**Objective:**
Reproduce each of the entries below word for word, leaving out the pictures.

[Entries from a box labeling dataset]
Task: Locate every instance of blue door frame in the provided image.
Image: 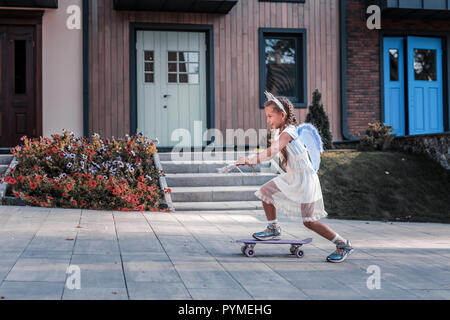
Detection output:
[382,36,444,136]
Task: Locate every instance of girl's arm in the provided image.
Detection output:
[238,132,292,166]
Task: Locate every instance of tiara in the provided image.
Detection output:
[264,91,287,115]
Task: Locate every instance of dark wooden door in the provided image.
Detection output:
[0,25,36,148]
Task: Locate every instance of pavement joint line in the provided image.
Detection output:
[111,211,130,300]
[169,211,255,299]
[61,210,83,300]
[0,208,50,287]
[142,212,194,300]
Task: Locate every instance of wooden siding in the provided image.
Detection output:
[89,0,342,140]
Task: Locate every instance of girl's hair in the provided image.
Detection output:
[264,97,298,167]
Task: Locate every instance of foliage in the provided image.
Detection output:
[3,131,170,211]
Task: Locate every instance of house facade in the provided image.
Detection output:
[341,0,450,139]
[0,0,343,148]
[0,0,83,150]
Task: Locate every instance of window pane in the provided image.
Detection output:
[189,52,198,62]
[179,63,187,72]
[189,63,198,73]
[145,62,153,72]
[414,49,436,81]
[178,52,188,61]
[264,37,297,97]
[167,51,177,61]
[169,73,177,83]
[145,73,154,83]
[389,49,398,81]
[14,40,27,94]
[180,74,188,83]
[145,51,153,61]
[169,63,177,72]
[189,74,199,84]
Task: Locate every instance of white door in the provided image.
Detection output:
[136,31,207,147]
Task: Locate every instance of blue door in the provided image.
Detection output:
[383,37,405,136]
[407,37,444,135]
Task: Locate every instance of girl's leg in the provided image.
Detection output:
[301,203,344,243]
[262,201,277,221]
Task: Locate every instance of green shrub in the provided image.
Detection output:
[358,121,396,151]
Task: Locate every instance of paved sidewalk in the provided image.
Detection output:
[0,207,450,299]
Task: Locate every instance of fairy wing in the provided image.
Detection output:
[297,123,323,172]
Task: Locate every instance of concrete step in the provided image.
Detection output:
[173,201,263,211]
[161,160,271,173]
[166,172,277,187]
[158,151,256,161]
[171,186,260,202]
[0,154,14,165]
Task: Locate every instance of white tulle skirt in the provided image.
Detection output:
[255,154,328,222]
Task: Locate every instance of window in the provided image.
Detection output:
[167,51,200,84]
[414,49,436,81]
[144,50,155,83]
[259,28,307,108]
[389,49,398,81]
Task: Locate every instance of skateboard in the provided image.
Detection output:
[236,238,312,258]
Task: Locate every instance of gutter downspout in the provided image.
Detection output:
[83,0,89,138]
[340,0,359,141]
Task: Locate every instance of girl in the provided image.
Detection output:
[236,93,354,262]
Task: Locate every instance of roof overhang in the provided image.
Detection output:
[366,0,450,19]
[0,0,58,9]
[114,0,238,14]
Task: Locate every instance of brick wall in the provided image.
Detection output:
[346,0,450,137]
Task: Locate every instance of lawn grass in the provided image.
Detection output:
[319,150,450,223]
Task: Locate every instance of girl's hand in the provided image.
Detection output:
[236,157,248,166]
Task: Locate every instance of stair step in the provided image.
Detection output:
[161,160,271,173]
[173,201,263,211]
[171,186,260,202]
[165,172,277,187]
[158,151,257,161]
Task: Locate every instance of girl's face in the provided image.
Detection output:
[265,104,286,129]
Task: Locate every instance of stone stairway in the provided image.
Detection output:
[159,152,277,211]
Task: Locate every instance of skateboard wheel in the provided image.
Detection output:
[244,248,255,257]
[295,247,305,258]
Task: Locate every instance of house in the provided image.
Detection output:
[7,0,450,150]
[341,0,450,139]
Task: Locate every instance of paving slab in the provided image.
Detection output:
[0,203,450,300]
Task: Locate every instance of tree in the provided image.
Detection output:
[305,89,333,150]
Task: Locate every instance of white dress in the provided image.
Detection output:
[255,125,328,222]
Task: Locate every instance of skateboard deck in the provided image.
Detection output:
[236,238,312,258]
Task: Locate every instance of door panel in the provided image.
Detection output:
[0,26,36,148]
[136,31,207,147]
[407,37,444,135]
[383,37,405,136]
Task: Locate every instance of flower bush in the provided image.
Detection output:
[4,131,170,211]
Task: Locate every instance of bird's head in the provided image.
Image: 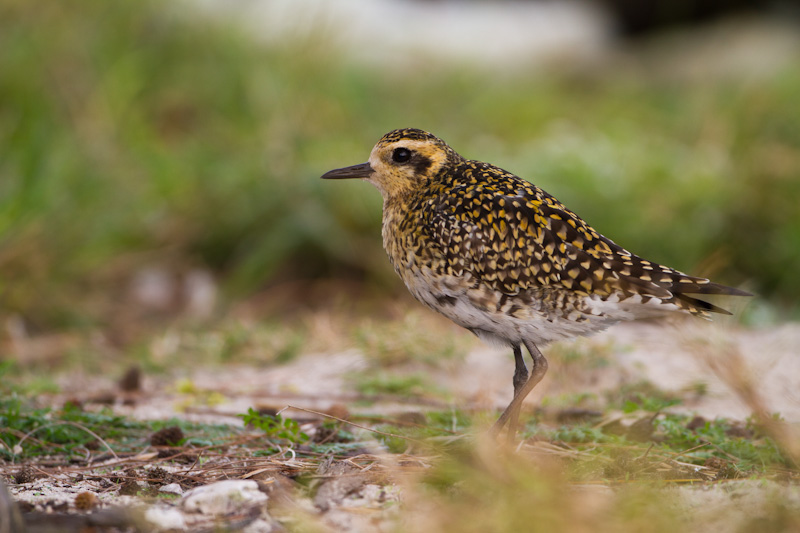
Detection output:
[322,128,461,198]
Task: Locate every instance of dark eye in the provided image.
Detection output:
[392,148,411,163]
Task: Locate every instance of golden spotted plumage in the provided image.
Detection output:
[323,129,747,433]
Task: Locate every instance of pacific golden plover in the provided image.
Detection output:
[322,129,749,437]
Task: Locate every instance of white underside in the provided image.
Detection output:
[404,266,679,347]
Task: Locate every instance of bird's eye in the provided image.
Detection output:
[392,148,411,163]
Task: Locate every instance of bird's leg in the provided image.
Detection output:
[508,344,528,442]
[490,341,547,435]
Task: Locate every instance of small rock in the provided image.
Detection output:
[75,492,98,511]
[144,507,186,531]
[150,426,184,446]
[158,483,183,494]
[117,365,142,392]
[686,416,706,431]
[181,479,268,515]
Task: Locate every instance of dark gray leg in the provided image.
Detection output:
[508,344,528,441]
[514,344,528,396]
[490,341,547,439]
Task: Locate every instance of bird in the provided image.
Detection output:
[322,128,751,440]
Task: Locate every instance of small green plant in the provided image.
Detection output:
[237,407,308,444]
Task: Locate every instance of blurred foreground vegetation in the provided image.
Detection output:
[0,0,800,330]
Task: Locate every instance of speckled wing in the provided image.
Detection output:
[429,162,746,316]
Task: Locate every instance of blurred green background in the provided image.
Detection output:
[0,0,800,332]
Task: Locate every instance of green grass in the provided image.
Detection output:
[0,0,800,331]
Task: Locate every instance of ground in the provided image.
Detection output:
[2,311,800,531]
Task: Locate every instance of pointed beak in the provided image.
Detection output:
[322,163,372,180]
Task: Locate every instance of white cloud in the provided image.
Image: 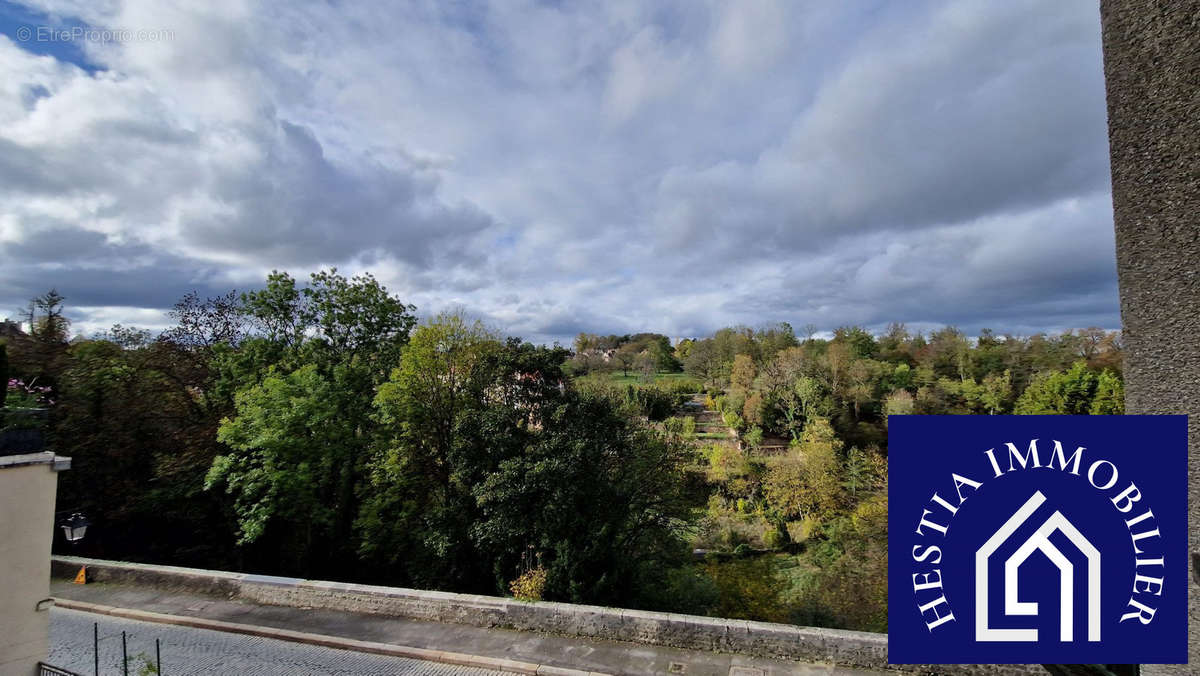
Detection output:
[0,0,1117,340]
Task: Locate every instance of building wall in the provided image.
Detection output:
[1100,0,1200,675]
[0,453,58,676]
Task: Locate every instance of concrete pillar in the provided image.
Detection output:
[1100,0,1200,675]
[0,453,71,676]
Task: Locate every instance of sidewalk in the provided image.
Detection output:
[50,580,883,676]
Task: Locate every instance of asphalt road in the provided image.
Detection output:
[47,608,499,676]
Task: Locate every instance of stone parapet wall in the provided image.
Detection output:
[53,556,1045,675]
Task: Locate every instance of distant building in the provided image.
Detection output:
[0,444,71,676]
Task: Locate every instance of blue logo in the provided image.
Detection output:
[888,415,1188,664]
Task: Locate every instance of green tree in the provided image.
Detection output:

**Result of this exercise:**
Task: Locate every instance of blue door frame in the provided image.
Image: 
Detection output:
[382,36,444,136]
Task: Locate every instance of girl's arm in the provided image.
Detection output:
[238,132,292,166]
Task: Locate every instance of tiara in the provided image.
Detection output:
[264,91,287,115]
Task: Locate every instance of dark wooden door in the provided image.
Detection output:
[0,25,36,148]
Task: Locate every instance of pavement joint line in the provided image.
Detection output:
[111,211,130,300]
[169,211,255,299]
[61,210,83,300]
[0,208,50,287]
[142,212,194,300]
Task: Locate every instance of wooden siding in the provided image.
Detection output:
[89,0,342,140]
Task: Locate every instance of girl's hair in the provided image.
Detection output:
[264,97,298,167]
Task: Locate every instance of foliage in the provided image.
Detection output:
[3,131,170,211]
Task: Locate every instance of house facade in the provided image.
Detection output:
[341,0,450,139]
[0,0,343,148]
[0,0,83,150]
Task: Locate every instance of window pane in the provided image.
Detection output:
[189,52,198,62]
[179,63,187,72]
[189,63,198,73]
[145,62,153,72]
[414,49,436,81]
[178,52,188,61]
[264,37,297,97]
[167,51,177,61]
[169,73,177,83]
[145,73,154,83]
[389,49,398,81]
[14,40,27,94]
[180,74,188,83]
[145,51,153,61]
[169,63,177,72]
[189,74,199,84]
Task: Locate every instance of white door in the provided image.
Detection output:
[136,31,207,147]
Task: Locate every instance of blue door in the provided image.
Detection output:
[383,37,405,136]
[407,37,444,135]
Task: Locate every instance of girl's leg in the provided image.
Detection output:
[301,203,344,243]
[262,201,277,221]
Task: Locate every instance of green shrub in the provided image.
Detection output:
[358,121,396,151]
Task: Locate every instance of paved sidewalk in the provided image.
Detection output:
[0,207,450,299]
Task: Locate every instance of fairy wing in the provided image.
Detection output:
[297,123,323,172]
Task: Locate every instance of concrete step in the provided image.
Detection output:
[173,201,263,211]
[161,160,271,173]
[166,172,277,187]
[158,151,256,161]
[171,186,260,202]
[0,154,14,165]
Task: Locate every instance of white tulle skirt in the provided image.
Detection output:
[255,154,328,222]
Task: Locate every instance of window in the provided image.
Detection output:
[167,51,200,84]
[414,49,436,81]
[144,50,155,83]
[259,28,307,108]
[389,49,398,81]
Task: Locate every instance of skateboard in the provided image.
Detection output:
[236,238,312,258]
Task: Locate every instance of gutter downspout in the provided image.
Detection output:
[83,0,89,138]
[340,0,359,141]
Task: Locate every instance of girl in the provided image.
Detection output:
[236,93,354,262]
Task: Locate every instance of roof overhang in the provided image.
Detection output:
[366,0,450,19]
[0,0,58,9]
[114,0,238,14]
Task: Locate every instance of brick wall in the provided image.
Detection output:
[346,0,450,137]
Task: Locate every instance of lawn grass in the provided image.
Detection output:
[319,150,450,223]
Task: Locate every instance of girl's hand in the provided image.
Detection output:
[236,157,248,166]
Task: Locate every instance of stair step in the provided image.
Detection output:
[161,160,271,173]
[173,201,263,211]
[171,186,260,202]
[165,172,277,187]
[158,151,257,161]
Task: Locate every instance of girl's face in the provided image.
Detection output:
[265,104,286,129]
Task: Locate every instance of stone stairway in the provided image.
Detection output:
[159,152,277,211]
Task: Locate every instance of skateboard wheel in the provided image.
Detection output:
[244,248,255,257]
[295,247,305,258]
Task: Locate every instance of house in the provided image.
Detection output:
[7,0,450,150]
[341,0,450,139]
Task: Locate every instance of paving slab in the provided image.
Detection output:
[0,203,450,300]
Task: Locate every instance of tree in the provided image.
Detection output:
[305,89,333,150]
Task: Locate every instance of white dress in the provided image.
Detection output:
[255,125,328,222]
Task: Locate every instance of skateboard deck in the provided image.
Detection output:
[236,238,312,258]
Task: Locate every instance of door panel in the provided image.
Detection output:
[0,26,36,148]
[136,31,207,147]
[407,37,444,135]
[383,37,405,136]
Task: Locate every instance of flower bush in the provided image.
Detection output:
[4,131,170,211]
Task: Locate every instance of bird's head in the provided image.
Image: 
Detection output:
[322,128,461,198]
Task: Locate every instance of dark eye in the provided image.
Detection output:
[392,148,411,163]
Task: Locate every instance of golden spotted plumage in the provided image.
Detection output:
[323,129,747,433]
Task: Locate every instance of pacific golden plover in the provided image.
Detection output:
[322,129,749,437]
Task: Locate every instance of white underside in the provided image.
Detection output:
[404,266,679,347]
Task: Locate every instance of bird's eye in the provided image.
Detection output:
[392,148,411,163]
Task: Locate every instance of bird's leg in the provided image.
Detection output:
[508,344,528,442]
[490,341,547,435]
Task: Locate every instance of small rock in the provided image.
Detection output:
[75,492,98,511]
[144,507,186,531]
[150,426,184,446]
[158,483,183,494]
[117,365,142,392]
[686,416,706,431]
[181,479,268,515]
Task: Locate every instance of dark gray leg in the provided image.
Detection output:
[508,344,528,441]
[514,344,528,396]
[490,341,547,439]
Task: Locate every instance of bird in the provided image.
Detection output:
[322,128,751,440]
Task: Locate every instance of small green plant in the provided image.
Detection output:
[237,407,308,444]
Task: Locate every instance of blurred foreground vegetation in the provided image.
Detection output:
[0,0,800,330]
Task: Locate every instance of speckled wing in the provided image.
Detection output:
[429,162,746,316]
Task: Locate every instance of blurred green background in the provided image.
Detection output:
[0,0,800,332]
Task: Locate every instance of green grass in the provided image.
Detection output:
[0,0,800,331]
Task: Locate every instance of ground in the provided image.
Detection output:
[2,311,800,531]
Task: Locate every instance of pointed beak in the provided image.
Detection output:
[322,163,372,180]
Task: Locate every instance of white cloud in the provided image.
Image: 
Detection output:
[0,0,1117,340]
Task: Locate every instance of building wall in the provided image.
Detection output:
[1100,0,1200,675]
[0,453,58,676]
Task: Locate every instance of concrete pillar in the provided image.
Detection output:
[1100,0,1200,675]
[0,453,71,676]
Task: Locate every instance of sidewalk in the provided image.
Detection output:
[50,580,883,676]
Task: Locate every instance of asphalt road in the provided image.
Detection output:
[47,608,499,676]
Task: Locate every instance of stone parapet wall in the provided image.
Detection output:
[53,556,1045,675]
Task: Locate every instance of distant building in the provided image.
Detection output:
[0,444,71,676]
Task: Locate every instance of blue logo in the provided image.
Detection output:
[888,415,1188,664]
Task: Locate every instance of green tree in the provided image.
Detection output:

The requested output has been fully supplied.